● **TASK DIRECTIONS**
I need each line of the entries below that includes the string "reporting".

● **RECORDS FOR THE TASK**

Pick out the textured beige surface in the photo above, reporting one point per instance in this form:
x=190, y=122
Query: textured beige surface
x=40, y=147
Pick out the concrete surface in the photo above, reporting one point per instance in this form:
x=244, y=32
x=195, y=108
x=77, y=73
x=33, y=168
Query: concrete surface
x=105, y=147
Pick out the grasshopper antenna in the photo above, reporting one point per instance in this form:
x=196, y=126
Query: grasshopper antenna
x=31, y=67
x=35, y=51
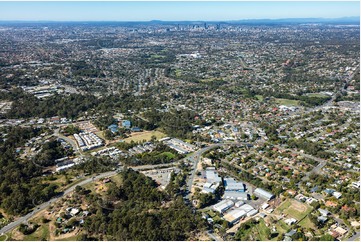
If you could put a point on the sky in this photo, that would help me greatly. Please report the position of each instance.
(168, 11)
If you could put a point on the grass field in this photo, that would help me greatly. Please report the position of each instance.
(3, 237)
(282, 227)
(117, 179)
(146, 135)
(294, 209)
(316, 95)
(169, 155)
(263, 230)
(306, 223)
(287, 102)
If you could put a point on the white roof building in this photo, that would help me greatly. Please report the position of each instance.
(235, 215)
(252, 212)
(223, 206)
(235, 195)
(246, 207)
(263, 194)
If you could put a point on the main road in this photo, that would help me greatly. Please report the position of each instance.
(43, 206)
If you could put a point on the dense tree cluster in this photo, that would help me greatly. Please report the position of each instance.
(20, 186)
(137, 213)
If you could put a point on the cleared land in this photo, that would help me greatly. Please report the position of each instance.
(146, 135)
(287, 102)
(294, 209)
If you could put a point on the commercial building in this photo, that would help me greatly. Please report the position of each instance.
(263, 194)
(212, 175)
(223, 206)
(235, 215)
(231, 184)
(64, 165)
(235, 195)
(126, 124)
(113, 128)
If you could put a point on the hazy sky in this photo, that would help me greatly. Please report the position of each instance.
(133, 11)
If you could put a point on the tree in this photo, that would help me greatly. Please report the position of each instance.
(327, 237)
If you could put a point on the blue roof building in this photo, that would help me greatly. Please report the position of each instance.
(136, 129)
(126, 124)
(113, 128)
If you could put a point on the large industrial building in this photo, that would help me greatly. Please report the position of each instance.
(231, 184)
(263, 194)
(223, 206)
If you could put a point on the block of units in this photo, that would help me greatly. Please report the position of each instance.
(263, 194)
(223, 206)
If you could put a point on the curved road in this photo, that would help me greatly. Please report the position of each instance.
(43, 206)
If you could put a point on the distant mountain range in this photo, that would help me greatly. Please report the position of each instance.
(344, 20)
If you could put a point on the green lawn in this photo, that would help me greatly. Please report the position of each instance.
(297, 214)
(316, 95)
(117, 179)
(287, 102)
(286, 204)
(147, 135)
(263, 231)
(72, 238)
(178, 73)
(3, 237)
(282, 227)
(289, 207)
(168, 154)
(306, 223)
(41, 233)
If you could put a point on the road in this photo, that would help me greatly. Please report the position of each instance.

* * *

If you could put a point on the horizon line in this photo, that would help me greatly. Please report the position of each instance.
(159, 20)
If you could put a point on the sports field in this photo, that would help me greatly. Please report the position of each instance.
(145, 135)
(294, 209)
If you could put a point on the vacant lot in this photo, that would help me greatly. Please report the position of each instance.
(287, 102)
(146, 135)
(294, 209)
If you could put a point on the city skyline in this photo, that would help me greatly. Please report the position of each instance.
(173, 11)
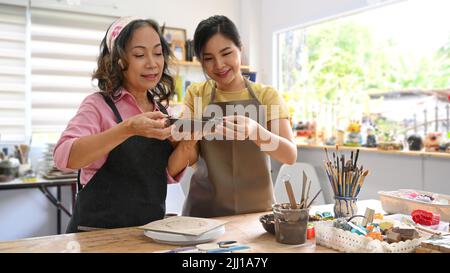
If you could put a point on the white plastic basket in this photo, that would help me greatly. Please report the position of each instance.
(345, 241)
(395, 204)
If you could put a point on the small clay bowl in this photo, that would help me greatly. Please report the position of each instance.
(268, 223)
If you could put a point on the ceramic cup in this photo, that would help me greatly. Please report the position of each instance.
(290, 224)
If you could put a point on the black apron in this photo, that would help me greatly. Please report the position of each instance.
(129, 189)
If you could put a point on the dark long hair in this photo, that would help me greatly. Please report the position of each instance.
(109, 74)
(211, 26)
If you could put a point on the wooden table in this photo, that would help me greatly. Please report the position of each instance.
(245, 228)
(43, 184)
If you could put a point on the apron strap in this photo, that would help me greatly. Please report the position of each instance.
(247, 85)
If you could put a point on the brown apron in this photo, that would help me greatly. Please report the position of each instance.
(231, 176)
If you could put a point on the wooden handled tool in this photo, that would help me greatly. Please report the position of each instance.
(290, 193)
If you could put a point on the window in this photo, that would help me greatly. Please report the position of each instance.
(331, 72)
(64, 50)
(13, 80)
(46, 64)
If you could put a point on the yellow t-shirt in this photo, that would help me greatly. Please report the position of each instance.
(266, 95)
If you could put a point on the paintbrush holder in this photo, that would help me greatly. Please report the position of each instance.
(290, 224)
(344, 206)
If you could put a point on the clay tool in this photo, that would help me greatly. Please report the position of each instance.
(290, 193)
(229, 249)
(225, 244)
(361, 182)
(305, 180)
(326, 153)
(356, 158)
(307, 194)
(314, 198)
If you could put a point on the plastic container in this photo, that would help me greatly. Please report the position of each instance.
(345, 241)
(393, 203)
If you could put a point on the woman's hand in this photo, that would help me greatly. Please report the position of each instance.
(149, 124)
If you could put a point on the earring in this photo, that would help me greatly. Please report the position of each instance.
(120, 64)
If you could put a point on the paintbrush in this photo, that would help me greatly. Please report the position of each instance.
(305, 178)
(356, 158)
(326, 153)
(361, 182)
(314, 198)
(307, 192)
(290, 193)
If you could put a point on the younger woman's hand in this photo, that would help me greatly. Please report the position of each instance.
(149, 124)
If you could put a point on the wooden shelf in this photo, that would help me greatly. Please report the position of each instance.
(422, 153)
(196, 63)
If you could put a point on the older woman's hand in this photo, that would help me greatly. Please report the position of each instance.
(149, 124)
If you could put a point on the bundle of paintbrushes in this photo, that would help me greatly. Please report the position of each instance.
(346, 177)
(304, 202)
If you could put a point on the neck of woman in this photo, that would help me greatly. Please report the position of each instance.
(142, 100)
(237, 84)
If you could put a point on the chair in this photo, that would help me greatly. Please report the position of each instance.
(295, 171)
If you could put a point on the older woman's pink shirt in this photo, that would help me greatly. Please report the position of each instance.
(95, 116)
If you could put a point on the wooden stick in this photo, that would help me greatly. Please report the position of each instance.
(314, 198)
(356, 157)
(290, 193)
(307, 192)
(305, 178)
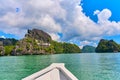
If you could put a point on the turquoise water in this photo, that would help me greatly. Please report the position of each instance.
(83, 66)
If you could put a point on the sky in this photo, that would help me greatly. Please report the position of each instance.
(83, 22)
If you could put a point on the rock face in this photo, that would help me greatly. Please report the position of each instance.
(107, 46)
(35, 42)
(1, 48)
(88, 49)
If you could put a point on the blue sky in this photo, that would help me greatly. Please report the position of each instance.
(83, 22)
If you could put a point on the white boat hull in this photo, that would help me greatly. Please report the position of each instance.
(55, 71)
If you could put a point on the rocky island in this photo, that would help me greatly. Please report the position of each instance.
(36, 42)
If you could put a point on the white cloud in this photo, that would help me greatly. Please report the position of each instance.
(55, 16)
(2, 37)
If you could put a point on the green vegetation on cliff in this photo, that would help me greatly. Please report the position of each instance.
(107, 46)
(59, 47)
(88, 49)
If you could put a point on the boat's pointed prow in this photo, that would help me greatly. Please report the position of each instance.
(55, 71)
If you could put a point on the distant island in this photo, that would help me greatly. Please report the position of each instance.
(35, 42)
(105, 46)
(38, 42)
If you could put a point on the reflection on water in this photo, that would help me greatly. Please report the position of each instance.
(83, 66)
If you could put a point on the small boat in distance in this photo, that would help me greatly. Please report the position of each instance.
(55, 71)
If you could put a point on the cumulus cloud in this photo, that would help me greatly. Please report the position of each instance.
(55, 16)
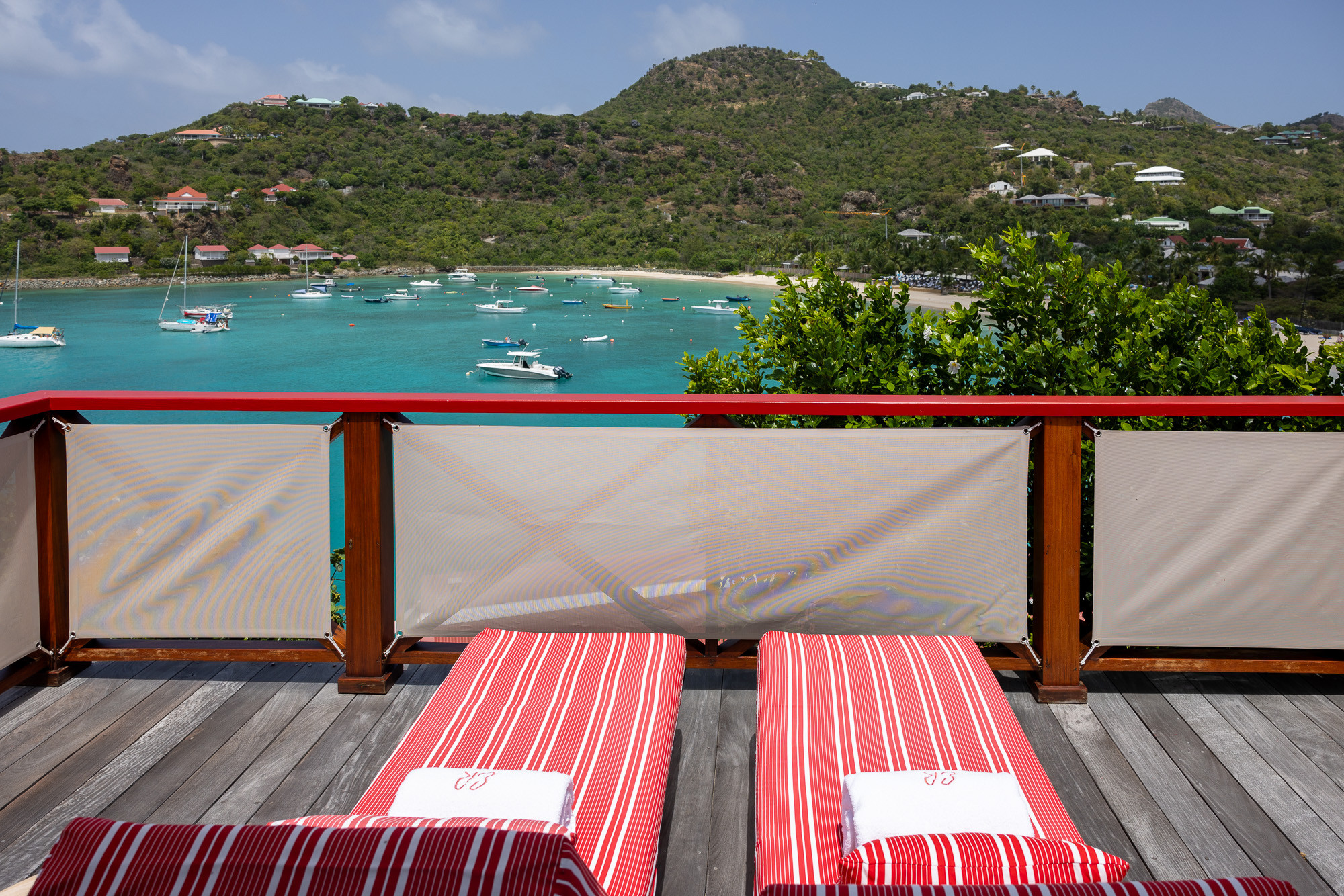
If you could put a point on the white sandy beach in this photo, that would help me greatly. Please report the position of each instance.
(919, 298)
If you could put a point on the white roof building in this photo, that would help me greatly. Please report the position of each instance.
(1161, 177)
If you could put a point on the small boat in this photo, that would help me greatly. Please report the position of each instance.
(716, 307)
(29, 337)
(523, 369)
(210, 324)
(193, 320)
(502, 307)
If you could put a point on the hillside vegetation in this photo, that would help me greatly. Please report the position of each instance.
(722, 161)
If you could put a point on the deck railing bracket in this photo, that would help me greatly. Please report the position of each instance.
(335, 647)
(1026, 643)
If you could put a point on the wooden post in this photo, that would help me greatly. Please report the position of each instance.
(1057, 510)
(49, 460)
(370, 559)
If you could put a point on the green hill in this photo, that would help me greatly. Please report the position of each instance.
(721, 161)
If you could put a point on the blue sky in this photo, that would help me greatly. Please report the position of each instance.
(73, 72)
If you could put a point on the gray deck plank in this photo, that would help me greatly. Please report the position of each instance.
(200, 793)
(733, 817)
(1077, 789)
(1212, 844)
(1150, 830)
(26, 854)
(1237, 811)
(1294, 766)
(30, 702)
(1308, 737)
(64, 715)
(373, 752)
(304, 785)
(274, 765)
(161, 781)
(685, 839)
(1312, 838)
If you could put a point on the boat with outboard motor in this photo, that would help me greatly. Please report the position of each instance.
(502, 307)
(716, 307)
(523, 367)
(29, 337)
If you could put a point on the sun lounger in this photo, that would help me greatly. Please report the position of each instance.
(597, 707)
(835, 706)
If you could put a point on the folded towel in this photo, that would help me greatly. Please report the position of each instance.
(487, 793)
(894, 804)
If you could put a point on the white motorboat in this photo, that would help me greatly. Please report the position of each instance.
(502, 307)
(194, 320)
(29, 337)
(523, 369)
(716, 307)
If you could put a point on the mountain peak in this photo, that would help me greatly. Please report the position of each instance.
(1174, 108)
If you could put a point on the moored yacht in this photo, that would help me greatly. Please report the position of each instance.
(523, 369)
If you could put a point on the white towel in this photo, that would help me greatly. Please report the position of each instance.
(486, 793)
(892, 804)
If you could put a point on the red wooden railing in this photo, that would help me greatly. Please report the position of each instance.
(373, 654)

● **ANSWER TO THIS TASK**
Pick out the textured beige surface in the photo above, reporting one point per instance in this form:
Pick out the concrete surface in the photo above, reporting one point per instance in this form:
Pick out the grasshopper antenna in the photo above, reporting one point per instance in this form:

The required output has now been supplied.